Exercise description –
Edit the lines below so that every occurrence of "tightly box" reads "draw a tight box around", and reproduce them with nothing else changed.

━━━ Stored records

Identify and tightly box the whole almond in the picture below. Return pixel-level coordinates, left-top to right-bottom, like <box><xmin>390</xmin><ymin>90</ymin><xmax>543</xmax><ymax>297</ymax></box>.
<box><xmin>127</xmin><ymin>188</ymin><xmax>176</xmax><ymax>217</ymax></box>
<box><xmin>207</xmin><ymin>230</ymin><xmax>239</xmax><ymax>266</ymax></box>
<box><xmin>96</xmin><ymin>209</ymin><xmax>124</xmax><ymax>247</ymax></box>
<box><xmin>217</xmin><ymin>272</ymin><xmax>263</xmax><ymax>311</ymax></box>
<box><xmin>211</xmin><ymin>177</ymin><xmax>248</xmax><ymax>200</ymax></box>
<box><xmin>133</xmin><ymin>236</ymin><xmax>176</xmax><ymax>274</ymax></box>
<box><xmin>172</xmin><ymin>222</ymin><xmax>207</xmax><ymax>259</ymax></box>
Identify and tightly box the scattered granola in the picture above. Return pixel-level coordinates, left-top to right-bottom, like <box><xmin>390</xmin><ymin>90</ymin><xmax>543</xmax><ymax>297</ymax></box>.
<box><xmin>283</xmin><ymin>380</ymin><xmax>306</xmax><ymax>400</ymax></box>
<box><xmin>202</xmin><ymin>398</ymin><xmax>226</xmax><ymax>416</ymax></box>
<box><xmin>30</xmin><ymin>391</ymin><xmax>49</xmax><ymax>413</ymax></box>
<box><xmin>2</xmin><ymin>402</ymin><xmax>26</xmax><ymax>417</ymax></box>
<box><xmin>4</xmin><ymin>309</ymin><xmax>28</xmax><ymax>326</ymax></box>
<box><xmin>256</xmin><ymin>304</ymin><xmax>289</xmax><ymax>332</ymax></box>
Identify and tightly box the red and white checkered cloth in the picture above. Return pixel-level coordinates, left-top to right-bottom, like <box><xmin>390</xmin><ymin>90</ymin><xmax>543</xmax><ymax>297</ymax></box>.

━━━━━━

Solution for this problem –
Identify and draw a tight box around the whole almond in the picture below. Return pixel-level coordinates, left-top to right-bottom, like <box><xmin>390</xmin><ymin>90</ymin><xmax>543</xmax><ymax>297</ymax></box>.
<box><xmin>127</xmin><ymin>188</ymin><xmax>176</xmax><ymax>217</ymax></box>
<box><xmin>207</xmin><ymin>230</ymin><xmax>239</xmax><ymax>266</ymax></box>
<box><xmin>96</xmin><ymin>209</ymin><xmax>124</xmax><ymax>247</ymax></box>
<box><xmin>217</xmin><ymin>272</ymin><xmax>263</xmax><ymax>311</ymax></box>
<box><xmin>211</xmin><ymin>177</ymin><xmax>248</xmax><ymax>200</ymax></box>
<box><xmin>133</xmin><ymin>236</ymin><xmax>176</xmax><ymax>274</ymax></box>
<box><xmin>172</xmin><ymin>222</ymin><xmax>207</xmax><ymax>259</ymax></box>
Identify and draw a tight box around the scattered granola in the picture above. Return pixel-level coordinates, left-top to right-bottom, like <box><xmin>390</xmin><ymin>90</ymin><xmax>543</xmax><ymax>297</ymax></box>.
<box><xmin>283</xmin><ymin>380</ymin><xmax>306</xmax><ymax>400</ymax></box>
<box><xmin>202</xmin><ymin>398</ymin><xmax>226</xmax><ymax>416</ymax></box>
<box><xmin>30</xmin><ymin>391</ymin><xmax>49</xmax><ymax>413</ymax></box>
<box><xmin>2</xmin><ymin>402</ymin><xmax>26</xmax><ymax>417</ymax></box>
<box><xmin>4</xmin><ymin>309</ymin><xmax>28</xmax><ymax>326</ymax></box>
<box><xmin>256</xmin><ymin>304</ymin><xmax>289</xmax><ymax>332</ymax></box>
Identify and draw a tight box around the red and white checkered cloth in the picture above. Return pixel-level coordinates, left-top to right-bottom, like <box><xmin>390</xmin><ymin>90</ymin><xmax>543</xmax><ymax>297</ymax></box>.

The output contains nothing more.